Dataset rows:

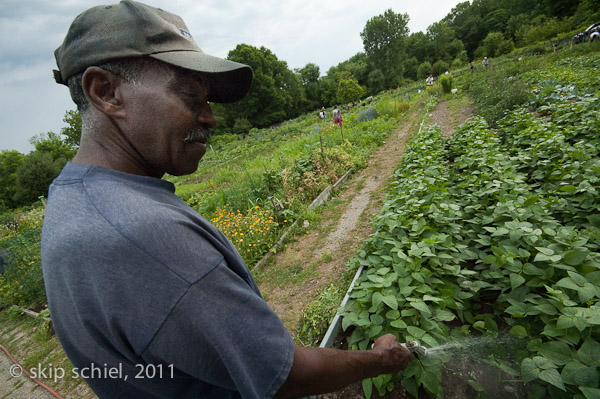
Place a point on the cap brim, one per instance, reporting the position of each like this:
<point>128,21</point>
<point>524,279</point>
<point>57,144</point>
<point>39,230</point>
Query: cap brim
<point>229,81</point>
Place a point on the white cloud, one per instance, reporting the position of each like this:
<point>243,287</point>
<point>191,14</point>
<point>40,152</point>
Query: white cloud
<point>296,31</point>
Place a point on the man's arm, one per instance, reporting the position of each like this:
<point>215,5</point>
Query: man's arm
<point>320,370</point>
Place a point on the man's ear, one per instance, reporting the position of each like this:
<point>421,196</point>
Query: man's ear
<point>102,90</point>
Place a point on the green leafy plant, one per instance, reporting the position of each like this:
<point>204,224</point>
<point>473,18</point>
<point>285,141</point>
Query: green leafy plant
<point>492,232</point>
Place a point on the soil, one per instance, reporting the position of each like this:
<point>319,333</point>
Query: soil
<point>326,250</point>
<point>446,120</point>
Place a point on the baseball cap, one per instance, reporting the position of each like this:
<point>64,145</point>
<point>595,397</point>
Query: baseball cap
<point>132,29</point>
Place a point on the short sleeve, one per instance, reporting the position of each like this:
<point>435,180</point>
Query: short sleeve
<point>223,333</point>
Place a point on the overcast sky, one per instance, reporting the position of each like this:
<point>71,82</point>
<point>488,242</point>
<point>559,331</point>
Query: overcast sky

● **TASK DESCRIPTION**:
Turn every line of the records above into a numbered list, omitting blank lines. Leave the pictures out of your answer.

● **TASK RESPONSE**:
1. Place a point on the cap brim, one per instance, reporting the position of each like this:
2. <point>128,21</point>
3. <point>524,279</point>
4. <point>57,144</point>
5. <point>39,230</point>
6. Query: cap brim
7. <point>229,81</point>
8. Place a point on the white cloud, one per instance, reporting the position of each like this:
9. <point>243,287</point>
10. <point>191,14</point>
11. <point>40,152</point>
12. Query: white cloud
13. <point>296,31</point>
14. Place a point on the man's arm, one per instance, reporting the position of each like this:
15. <point>215,5</point>
16. Query: man's arm
17. <point>320,370</point>
18. Place a point on the man's ear, one per instance, reporting the position of each like this:
19. <point>421,196</point>
20. Query: man's ear
21. <point>102,90</point>
22. Place a point on the green leafy plant, one per instance, reporting the position of each like this:
23. <point>204,224</point>
24. <point>473,18</point>
25. <point>285,141</point>
26. Query: green leafy plant
27. <point>492,232</point>
28. Place a point on the soil, one per instance, reporting the position of each like this:
29. <point>319,333</point>
30. Query: soil
31. <point>326,250</point>
32. <point>446,120</point>
33. Place a point on the baseball cap, one per instance, reporting the position of each like this:
34. <point>64,145</point>
35. <point>595,397</point>
36. Query: baseball cap
37. <point>132,29</point>
38. Place a point on the short sleeve, one per instance, reporting the position of each like this:
39. <point>435,180</point>
40. Query: short sleeve
41. <point>223,333</point>
42. Place a point on the overcast sky, one per instance, reporting the position of each like this:
43. <point>71,82</point>
44. <point>488,242</point>
45. <point>559,331</point>
46. Query: overcast sky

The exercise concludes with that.